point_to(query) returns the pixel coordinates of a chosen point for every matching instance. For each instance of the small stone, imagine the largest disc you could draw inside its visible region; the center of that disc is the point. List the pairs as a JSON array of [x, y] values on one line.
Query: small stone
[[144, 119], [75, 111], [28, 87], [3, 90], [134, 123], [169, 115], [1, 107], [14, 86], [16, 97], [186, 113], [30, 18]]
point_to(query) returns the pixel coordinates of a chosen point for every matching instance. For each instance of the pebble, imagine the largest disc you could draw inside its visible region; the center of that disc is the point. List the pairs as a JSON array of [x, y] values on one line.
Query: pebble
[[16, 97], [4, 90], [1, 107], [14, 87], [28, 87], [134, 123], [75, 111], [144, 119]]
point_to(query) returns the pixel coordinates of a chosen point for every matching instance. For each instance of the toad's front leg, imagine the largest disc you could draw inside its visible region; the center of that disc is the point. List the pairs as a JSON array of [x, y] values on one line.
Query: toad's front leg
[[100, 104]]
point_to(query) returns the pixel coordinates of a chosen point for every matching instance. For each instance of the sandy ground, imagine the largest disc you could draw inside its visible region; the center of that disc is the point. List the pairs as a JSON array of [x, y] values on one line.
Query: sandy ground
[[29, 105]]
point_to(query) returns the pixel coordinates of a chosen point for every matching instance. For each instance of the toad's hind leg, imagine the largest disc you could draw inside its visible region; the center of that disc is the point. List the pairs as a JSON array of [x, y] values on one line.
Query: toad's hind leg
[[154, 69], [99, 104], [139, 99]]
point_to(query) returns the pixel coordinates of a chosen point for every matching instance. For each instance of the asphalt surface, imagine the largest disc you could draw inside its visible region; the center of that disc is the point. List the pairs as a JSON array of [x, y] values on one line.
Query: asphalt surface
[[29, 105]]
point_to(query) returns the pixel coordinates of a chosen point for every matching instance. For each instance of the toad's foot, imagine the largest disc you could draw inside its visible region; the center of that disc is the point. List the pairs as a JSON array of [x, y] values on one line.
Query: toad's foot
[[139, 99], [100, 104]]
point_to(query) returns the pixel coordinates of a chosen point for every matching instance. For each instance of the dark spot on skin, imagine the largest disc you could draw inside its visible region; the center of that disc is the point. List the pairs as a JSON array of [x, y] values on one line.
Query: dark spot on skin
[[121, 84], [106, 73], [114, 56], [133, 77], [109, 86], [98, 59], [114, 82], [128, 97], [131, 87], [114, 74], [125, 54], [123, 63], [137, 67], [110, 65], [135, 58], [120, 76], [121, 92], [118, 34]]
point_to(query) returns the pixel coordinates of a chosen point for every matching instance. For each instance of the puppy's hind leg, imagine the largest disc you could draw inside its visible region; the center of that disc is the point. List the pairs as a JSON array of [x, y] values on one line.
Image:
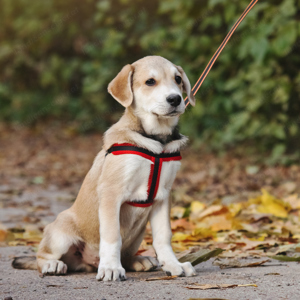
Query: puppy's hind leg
[[138, 263], [57, 251]]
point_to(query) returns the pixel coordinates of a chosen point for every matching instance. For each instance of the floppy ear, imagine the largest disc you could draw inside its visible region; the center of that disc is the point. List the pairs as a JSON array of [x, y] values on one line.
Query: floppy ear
[[120, 86], [187, 86]]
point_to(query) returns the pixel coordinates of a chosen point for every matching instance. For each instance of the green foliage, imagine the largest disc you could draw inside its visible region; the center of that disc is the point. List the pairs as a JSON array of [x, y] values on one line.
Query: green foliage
[[57, 59]]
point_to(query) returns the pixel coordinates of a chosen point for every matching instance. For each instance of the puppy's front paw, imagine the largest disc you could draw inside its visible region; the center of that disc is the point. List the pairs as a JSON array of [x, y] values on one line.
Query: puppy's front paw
[[179, 269], [54, 267], [109, 272]]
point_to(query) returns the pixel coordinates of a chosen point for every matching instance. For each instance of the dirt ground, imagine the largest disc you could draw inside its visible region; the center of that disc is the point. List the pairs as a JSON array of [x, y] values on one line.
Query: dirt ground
[[274, 281]]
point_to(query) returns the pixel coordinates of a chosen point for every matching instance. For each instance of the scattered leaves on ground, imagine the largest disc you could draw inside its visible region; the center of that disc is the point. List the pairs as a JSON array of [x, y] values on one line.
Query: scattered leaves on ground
[[237, 263]]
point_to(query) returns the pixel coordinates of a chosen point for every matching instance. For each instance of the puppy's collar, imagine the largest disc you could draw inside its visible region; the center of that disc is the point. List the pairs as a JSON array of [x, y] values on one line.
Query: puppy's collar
[[155, 170], [164, 139]]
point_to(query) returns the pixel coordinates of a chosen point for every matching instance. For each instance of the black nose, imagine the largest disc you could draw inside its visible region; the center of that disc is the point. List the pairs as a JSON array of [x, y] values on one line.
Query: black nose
[[174, 99]]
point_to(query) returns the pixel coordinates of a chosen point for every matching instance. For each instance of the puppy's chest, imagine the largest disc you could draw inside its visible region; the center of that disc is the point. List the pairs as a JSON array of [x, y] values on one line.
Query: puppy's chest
[[144, 176]]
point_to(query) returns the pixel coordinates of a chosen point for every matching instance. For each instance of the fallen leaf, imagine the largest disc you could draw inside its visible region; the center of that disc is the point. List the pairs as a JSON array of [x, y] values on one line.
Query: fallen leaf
[[217, 286], [210, 286], [197, 207], [212, 210], [161, 278], [235, 263], [200, 256], [285, 258], [177, 212], [271, 205]]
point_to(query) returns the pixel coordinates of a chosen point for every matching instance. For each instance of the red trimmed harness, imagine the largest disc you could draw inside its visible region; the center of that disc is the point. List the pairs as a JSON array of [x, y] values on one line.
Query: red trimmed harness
[[155, 170]]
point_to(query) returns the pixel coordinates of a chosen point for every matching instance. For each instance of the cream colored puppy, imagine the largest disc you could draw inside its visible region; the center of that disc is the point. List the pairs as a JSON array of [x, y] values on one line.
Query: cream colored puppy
[[105, 226]]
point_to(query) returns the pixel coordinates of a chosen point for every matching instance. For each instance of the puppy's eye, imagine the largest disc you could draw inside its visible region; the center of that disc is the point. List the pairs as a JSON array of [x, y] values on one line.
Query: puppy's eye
[[150, 82], [178, 79]]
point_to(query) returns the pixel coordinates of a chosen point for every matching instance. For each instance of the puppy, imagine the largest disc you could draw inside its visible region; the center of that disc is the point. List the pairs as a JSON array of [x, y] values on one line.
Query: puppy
[[129, 183]]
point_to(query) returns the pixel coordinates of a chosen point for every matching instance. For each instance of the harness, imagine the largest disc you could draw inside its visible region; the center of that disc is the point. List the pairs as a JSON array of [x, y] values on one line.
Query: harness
[[155, 170]]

────

TO DO
Rewrite all of the records above with "largest disc" replaced by "biggest circle" and everything else left unchanged. Leave the pictures out of your answer.

EXPECTED OUTPUT
point_to(query) returns the pixel coordinates of a chosen point for every matching instance. For each instance of the small stone, imagine the biggest circle you could draw inside its visible region; the center of that disc is the point. List the pairs as a JSON array of [x, y] values on one line.
Query: small stone
[[144, 119], [75, 111], [28, 87], [3, 90], [134, 123], [169, 115], [1, 107], [14, 86], [16, 97], [186, 113], [30, 18]]
point_to(query) returns the pixel coordinates of a chosen point for every matching instance. For each instance of the pebble, imagine the biggest circle you could draw inside its visible region; the center of that disc is the point. List the pairs as a JSON array of [x, y] values on one line.
Query: pebble
[[16, 97], [4, 90], [1, 107], [14, 87], [28, 87], [134, 123], [75, 111], [144, 119]]
point_to(query) returns the pixel coordinates of a chosen point for every matching instance. For each instance of the toad's front leg, imagine the biggest circle you could draw inside its visible region; the center of that disc is the point. List the pairs as a JSON array of [x, y] values on one line.
Query: toad's front leg
[[100, 104]]
point_to(query) returns the pixel coordinates of a chosen point for every matching instance. For each instance of the sandy ground, imagine the biggest circle you could draw inside its visible region; the center of that disc is the point. List the pairs as a JSON array of [x, y] values on one line.
Query: sandy ground
[[29, 105]]
point_to(query) returns the pixel coordinates of a chosen point for every matching instance. For each instance of the toad's hind leg, imagine the biggest circle you could draw inside its visible region; the center of that disc is the point. List the pairs as a JSON array of [x, y] values on one line.
Query: toad's hind leg
[[154, 69], [99, 104], [139, 99]]
point_to(query) returns the pixel coordinates of a chosen point for every matching instance. For each instance of the asphalt surface, imagine the biggest circle you could draw inside its visible region; the center of that disc is the point. List the pairs as a JSON array of [x, y] values on one line.
Query: asphalt surface
[[29, 105]]
point_to(query) returns the pixel coordinates of a chosen point for every matching instance. For each instance of the toad's foot, imagine the biggest circle you could draw inside its visible region; the center of that disc is the point. List the pairs as a JSON array of [x, y] values on one line.
Query: toad's foot
[[139, 99], [100, 104]]
point_to(query) returns the pixel coordinates of a chosen point for every matching instance. For each instance of the dark spot on skin, imagine the biggest circle you could draw inside its visible region; the center of that disc is the point. List the pairs as a JSON array of [x, y] values on one line.
Query: dark spot on skin
[[121, 84], [106, 73], [114, 56], [133, 77], [109, 86], [98, 59], [114, 82], [128, 97], [131, 87], [114, 74], [125, 54], [123, 63], [137, 67], [110, 65], [135, 58], [120, 76], [121, 92], [118, 34]]
point_to(query) returns the pixel coordinates of a chosen point for every matching instance. For each instance of the puppy's hind leg, imagine the biggest circle you could draw inside its visible region; the center of that disc is the point. List the pairs as a JSON array of [x, y] values on one line.
Image:
Query: puppy's hind leg
[[138, 263], [57, 251]]
point_to(query) returns the pixel coordinates of a chosen point for every matching instance. For each instance of the floppy ear, imagine the biggest circle you could draw inside its visible region; the center of that disc is the point. List the pairs as a JSON array of [x, y] values on one line.
Query: floppy ear
[[120, 86], [187, 86]]
point_to(query) returns the pixel coordinates of a chosen point for every matching instance. For each instance of the green foliage, imagine the biggest circle you could draw inside its visible region; the center of that disc is the point. List the pairs as a JSON array of [x, y] values on one line.
Query: green foliage
[[57, 59]]
point_to(query) returns the pixel coordinates of a chosen point for every matching instance. For each instance of the puppy's front paw, imagine the biggest circle you could draw inside its visible region; the center of that disc is the point. List the pairs as a JSON array of [x, y] values on one line.
Query: puppy's front paw
[[179, 269], [54, 267], [109, 272]]
point_to(query) returns the pixel coordinates of a chosen point for every matching instance. For each instance of the dirt ground, imagine the biggest circle you could draw inside its visible region; the center of that disc is the point. List the pairs as a JSON array of [x, y] values on one line.
Query: dirt ground
[[274, 281]]
point_to(query) returns the pixel coordinates of a chosen point for every matching instance. For each instance of the scattered leaves on ground, imagine the biggest circle you could draw inside its visible region; the center of that disc is the point. List the pairs as a JSON array of [x, y] values on one line.
Query: scattered leaves on ground
[[237, 263]]
point_to(query) returns the pixel coordinates of a chosen point for every matching instance. For each instance of the puppy's collar, imagine the biggest circle you could draw inside its visible region; the center of that disc is the point. List the pairs as a JSON array of [x, y] values on one line.
Query: puppy's collar
[[155, 170], [164, 139]]
point_to(query) returns the pixel coordinates of a chosen point for every matching instance. For each instance of the black nose, imagine the biggest circle you could draw inside its visible region; the center of that disc is the point. List the pairs as a JSON array of [x, y] values on one line.
Query: black nose
[[174, 99]]
point_to(query) returns the pixel coordinates of a chosen point for every matching instance. For each instance of the puppy's chest, imagine the biggest circle you could draw inside its visible region; the center of that disc is the point. List the pairs as a JSON array of [x, y] values on one line.
Query: puppy's chest
[[144, 176]]
point_to(query) returns the pixel coordinates of a chosen point for every matching instance. For each instance of the fallen leaf, imagine the biggest circle you could draw inside its visible region; the center of that disc is the point. List the pairs as a JSON array of [x, y] values on one line.
Query: fallen leaf
[[217, 286], [210, 286], [197, 207], [212, 210], [161, 278], [235, 263], [200, 256], [285, 258], [177, 212], [271, 205]]
point_to(query) returns the pixel coordinates of a chosen point for every matching instance. For each instance of the red trimmed harness, imagine the biggest circle you could draw inside its visible region; the center of that disc is the point. List the pairs as a JSON array of [x, y] values on one line.
Query: red trimmed harness
[[155, 170]]
point_to(query) returns the pixel coordinates of a chosen point for every matching instance. For each instance of the cream colored puppy, imagine the biggest circle you could draw inside its visible region; the center of that disc is the point. List the pairs as a JSON array of [x, y] values on one line.
Query: cream colored puppy
[[105, 226]]
point_to(query) returns the pixel coordinates of a chosen point for every matching instance. For each instance of the puppy's eye, imagine the biggest circle you could draw inside its visible region; the center of that disc is the point. List the pairs as a JSON array of [x, y] values on one line.
Query: puppy's eye
[[150, 82], [178, 79]]
point_to(query) returns the pixel coordinates of a chosen point for every matching instance. For each instance of the puppy, imagine the biggest circle you could draw inside its visible region; the center of that disc is the point. List the pairs as a JSON array of [x, y] values on one line.
Query: puppy
[[129, 183]]
point_to(query) returns the pixel coordinates of a chosen point for every matching instance. For each instance of the harness, imagine the biggest circle you could draw inside its visible region; the center of that disc is the point. List the pairs as a JSON array of [x, y] values on one line.
Query: harness
[[155, 170]]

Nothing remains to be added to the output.